(Exercise materials Opens)

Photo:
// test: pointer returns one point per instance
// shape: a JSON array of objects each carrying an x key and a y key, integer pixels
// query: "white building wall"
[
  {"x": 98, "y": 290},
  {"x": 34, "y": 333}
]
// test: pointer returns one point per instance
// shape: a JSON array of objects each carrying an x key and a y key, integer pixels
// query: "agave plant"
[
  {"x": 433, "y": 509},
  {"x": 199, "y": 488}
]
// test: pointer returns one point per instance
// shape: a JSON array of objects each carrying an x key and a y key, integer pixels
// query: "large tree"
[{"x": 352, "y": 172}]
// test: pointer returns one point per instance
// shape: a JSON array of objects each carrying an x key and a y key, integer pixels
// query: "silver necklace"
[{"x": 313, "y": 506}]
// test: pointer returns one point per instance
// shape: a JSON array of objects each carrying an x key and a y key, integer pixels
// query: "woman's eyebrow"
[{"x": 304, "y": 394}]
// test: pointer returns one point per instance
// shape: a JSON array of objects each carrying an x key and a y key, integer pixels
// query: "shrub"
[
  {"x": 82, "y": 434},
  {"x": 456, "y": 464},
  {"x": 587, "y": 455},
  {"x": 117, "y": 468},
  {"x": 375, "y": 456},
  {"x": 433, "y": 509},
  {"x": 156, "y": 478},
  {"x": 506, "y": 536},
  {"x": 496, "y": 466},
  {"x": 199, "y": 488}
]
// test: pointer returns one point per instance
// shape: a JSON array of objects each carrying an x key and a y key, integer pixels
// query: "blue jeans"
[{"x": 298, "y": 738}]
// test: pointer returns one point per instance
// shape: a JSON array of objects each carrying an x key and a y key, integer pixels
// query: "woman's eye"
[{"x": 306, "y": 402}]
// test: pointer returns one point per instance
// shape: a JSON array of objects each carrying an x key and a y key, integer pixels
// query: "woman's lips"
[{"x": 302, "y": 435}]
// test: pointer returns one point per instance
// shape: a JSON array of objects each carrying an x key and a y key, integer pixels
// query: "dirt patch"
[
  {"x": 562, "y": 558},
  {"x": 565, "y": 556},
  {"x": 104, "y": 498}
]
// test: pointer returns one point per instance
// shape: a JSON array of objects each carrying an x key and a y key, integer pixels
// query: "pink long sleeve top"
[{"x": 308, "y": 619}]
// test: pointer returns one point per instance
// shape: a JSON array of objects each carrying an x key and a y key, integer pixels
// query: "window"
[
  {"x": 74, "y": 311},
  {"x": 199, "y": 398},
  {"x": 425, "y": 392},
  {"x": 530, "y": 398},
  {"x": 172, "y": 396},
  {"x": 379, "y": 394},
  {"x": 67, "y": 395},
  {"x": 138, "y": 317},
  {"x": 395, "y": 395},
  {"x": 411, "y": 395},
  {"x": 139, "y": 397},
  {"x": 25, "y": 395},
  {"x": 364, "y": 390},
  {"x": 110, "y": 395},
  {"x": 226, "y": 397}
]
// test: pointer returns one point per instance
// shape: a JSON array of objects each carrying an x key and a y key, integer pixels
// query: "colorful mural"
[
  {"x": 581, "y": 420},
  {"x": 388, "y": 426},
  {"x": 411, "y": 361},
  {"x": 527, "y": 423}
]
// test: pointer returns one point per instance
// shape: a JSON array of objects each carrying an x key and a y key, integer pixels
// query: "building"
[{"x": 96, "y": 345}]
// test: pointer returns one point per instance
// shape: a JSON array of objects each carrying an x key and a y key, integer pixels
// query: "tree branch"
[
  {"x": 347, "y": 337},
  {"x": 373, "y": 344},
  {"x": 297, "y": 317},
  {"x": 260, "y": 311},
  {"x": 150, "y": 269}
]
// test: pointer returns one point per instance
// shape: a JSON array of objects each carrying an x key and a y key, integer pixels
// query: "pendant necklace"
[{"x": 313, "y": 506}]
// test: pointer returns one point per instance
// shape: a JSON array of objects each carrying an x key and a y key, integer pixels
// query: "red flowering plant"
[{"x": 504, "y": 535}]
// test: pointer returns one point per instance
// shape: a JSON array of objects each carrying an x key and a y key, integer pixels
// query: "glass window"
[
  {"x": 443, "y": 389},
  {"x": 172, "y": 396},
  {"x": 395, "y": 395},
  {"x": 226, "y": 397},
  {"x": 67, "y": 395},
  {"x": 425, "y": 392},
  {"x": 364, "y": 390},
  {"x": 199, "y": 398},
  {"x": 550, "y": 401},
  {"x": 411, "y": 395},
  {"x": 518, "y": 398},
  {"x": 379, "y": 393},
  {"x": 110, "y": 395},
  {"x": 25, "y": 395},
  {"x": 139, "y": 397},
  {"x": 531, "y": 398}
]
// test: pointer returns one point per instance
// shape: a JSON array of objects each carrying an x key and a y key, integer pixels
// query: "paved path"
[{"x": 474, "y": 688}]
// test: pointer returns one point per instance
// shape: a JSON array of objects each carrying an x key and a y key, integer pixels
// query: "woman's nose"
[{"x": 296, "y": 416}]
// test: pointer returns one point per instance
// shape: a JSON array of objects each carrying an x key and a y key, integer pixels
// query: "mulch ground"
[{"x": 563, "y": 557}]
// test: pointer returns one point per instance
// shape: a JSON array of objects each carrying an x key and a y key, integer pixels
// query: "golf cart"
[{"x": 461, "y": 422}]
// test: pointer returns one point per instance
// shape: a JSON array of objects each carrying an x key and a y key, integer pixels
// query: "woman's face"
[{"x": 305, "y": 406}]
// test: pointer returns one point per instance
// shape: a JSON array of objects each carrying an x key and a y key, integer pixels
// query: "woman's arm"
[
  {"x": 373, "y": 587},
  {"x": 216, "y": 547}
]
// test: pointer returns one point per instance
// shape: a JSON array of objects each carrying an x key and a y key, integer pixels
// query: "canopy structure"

(Exercise materials Closes)

* _What is needed_:
Please set down each of the entries above exactly as given.

* _Result of the task_:
Photo:
// test: pointer returns one point per instance
// shape: a JSON array of objects each carrying an x key and a y key, integer pixels
// query: "white building wall"
[
  {"x": 98, "y": 290},
  {"x": 34, "y": 333}
]
// test: pointer returns one point per instance
// shape: a JSON array of objects each carrying an x key and a y key, integer pixels
// query: "agave plant"
[
  {"x": 433, "y": 509},
  {"x": 199, "y": 488}
]
// test: pointer returns one point per instance
// shape: a JSON array of objects each carrying an x key and a y key, integer pixels
// query: "large tree"
[{"x": 352, "y": 172}]
// test: pointer returns one point per instance
// shape: a JSON array of objects each carrying an x key and a y key, integer pixels
// query: "silver necklace"
[{"x": 313, "y": 506}]
// test: pointer returns one point per instance
// shape: a JSON array of objects each carrying an x key and a y key, integer pixels
// query: "woman's eyebrow"
[{"x": 304, "y": 394}]
// test: pointer returns one point per instance
// shape: a JSON array of objects each carrying an x key and a y key, integer pixels
// query: "shrub"
[
  {"x": 82, "y": 434},
  {"x": 456, "y": 464},
  {"x": 587, "y": 455},
  {"x": 117, "y": 468},
  {"x": 375, "y": 456},
  {"x": 433, "y": 509},
  {"x": 156, "y": 478},
  {"x": 506, "y": 536},
  {"x": 496, "y": 466},
  {"x": 199, "y": 488}
]
// test: pointer returns one point per instance
// shape: a JSON array of objects each carrying an x key and a y key, integer pixels
// query: "blue jeans"
[{"x": 298, "y": 738}]
// test: pointer returns one point per instance
// shape: a JSON array of objects each carrying an x key and a y key, integer pixels
// query: "woman's eye"
[{"x": 306, "y": 402}]
// test: pointer returns one point per instance
// shape: a JSON array of objects each carrying an x key and a y key, integer pixels
// query: "woman's lips"
[{"x": 302, "y": 435}]
// test: pointer returns one point per instance
// shape: a JSON array of objects each carrying an x key and a y key, integer pixels
// query: "dirt patch"
[
  {"x": 562, "y": 558},
  {"x": 565, "y": 556},
  {"x": 104, "y": 498}
]
// test: pointer returns one point per instance
// shape: a JSON array of objects each carrying an x key and a y key, integer pixels
// query: "pink long sleeve top"
[{"x": 308, "y": 619}]
// test: pointer returns one point per instance
// shape: a JSON array of objects each carrying an x key and a y key, integer pixels
// query: "window"
[
  {"x": 74, "y": 311},
  {"x": 199, "y": 398},
  {"x": 425, "y": 392},
  {"x": 530, "y": 398},
  {"x": 172, "y": 396},
  {"x": 379, "y": 394},
  {"x": 67, "y": 395},
  {"x": 138, "y": 317},
  {"x": 395, "y": 395},
  {"x": 411, "y": 395},
  {"x": 139, "y": 397},
  {"x": 25, "y": 395},
  {"x": 364, "y": 390},
  {"x": 110, "y": 395},
  {"x": 226, "y": 397}
]
// test: pointer returns one point per instance
// shape: a JSON array of objects each carrying an x key and a y key, integer pixels
// query: "colorful mural"
[
  {"x": 581, "y": 420},
  {"x": 388, "y": 426},
  {"x": 411, "y": 361},
  {"x": 527, "y": 423}
]
// test: pointer returns one point per instance
// shape: a JSON array of objects each carrying an x key and a y key, integer pixels
// query: "building"
[{"x": 96, "y": 345}]
// test: pointer returns one point per instance
// shape: a JSON array of objects each carrying an x key and a y key, integer pixels
// query: "tree branch"
[
  {"x": 347, "y": 337},
  {"x": 373, "y": 344},
  {"x": 297, "y": 317},
  {"x": 260, "y": 311},
  {"x": 150, "y": 269}
]
// test: pointer returns one point per instance
// shape: a JSON array of objects each carrying an x key and a y key, integer pixels
// query: "pendant necklace"
[{"x": 313, "y": 506}]
// test: pointer returns one point per instance
// shape: a JSON array of objects each carrying an x key and a y key, integer pixels
// query: "red flowering plant"
[{"x": 504, "y": 535}]
// test: pointer returns one point per instance
// shape: a JSON array of objects each carrying an x key and a y key, integer pixels
// query: "glass window"
[
  {"x": 443, "y": 389},
  {"x": 172, "y": 396},
  {"x": 395, "y": 395},
  {"x": 226, "y": 397},
  {"x": 67, "y": 395},
  {"x": 425, "y": 392},
  {"x": 364, "y": 390},
  {"x": 199, "y": 398},
  {"x": 550, "y": 401},
  {"x": 411, "y": 395},
  {"x": 518, "y": 398},
  {"x": 379, "y": 393},
  {"x": 110, "y": 395},
  {"x": 25, "y": 395},
  {"x": 139, "y": 397},
  {"x": 531, "y": 398}
]
// test: pointer returns one point per instance
// shape: a JSON array of objects each carrying an x key and a y key, integer pixels
// query: "paved path"
[{"x": 474, "y": 688}]
// test: pointer returns one point per instance
// shape: a JSON array of objects each carrying an x key and a y key, integer pixels
// query: "woman's nose"
[{"x": 296, "y": 416}]
// test: pointer returns one point per instance
// shape: a JSON array of objects each carrying an x key and a y key, integer pixels
// query: "mulch ground"
[{"x": 563, "y": 557}]
// test: pointer returns one point per instance
// shape: a JSON array of objects each carrying an x key and a y key, integer pixels
// query: "golf cart"
[{"x": 461, "y": 422}]
// test: pointer returns one point per instance
// shape: a JSON array of objects each carrying an x key and a y key, integer pixels
// query: "woman's face"
[{"x": 305, "y": 406}]
// test: pointer returns one point per instance
// shape: a JSON array of objects each carrying an x key and a y key, integer pixels
// query: "woman's arm"
[
  {"x": 373, "y": 587},
  {"x": 216, "y": 547}
]
// test: pointer returns one point per instance
// shape: a JSON array of objects each carrying an x key and a y key, integer pixels
// query: "canopy structure"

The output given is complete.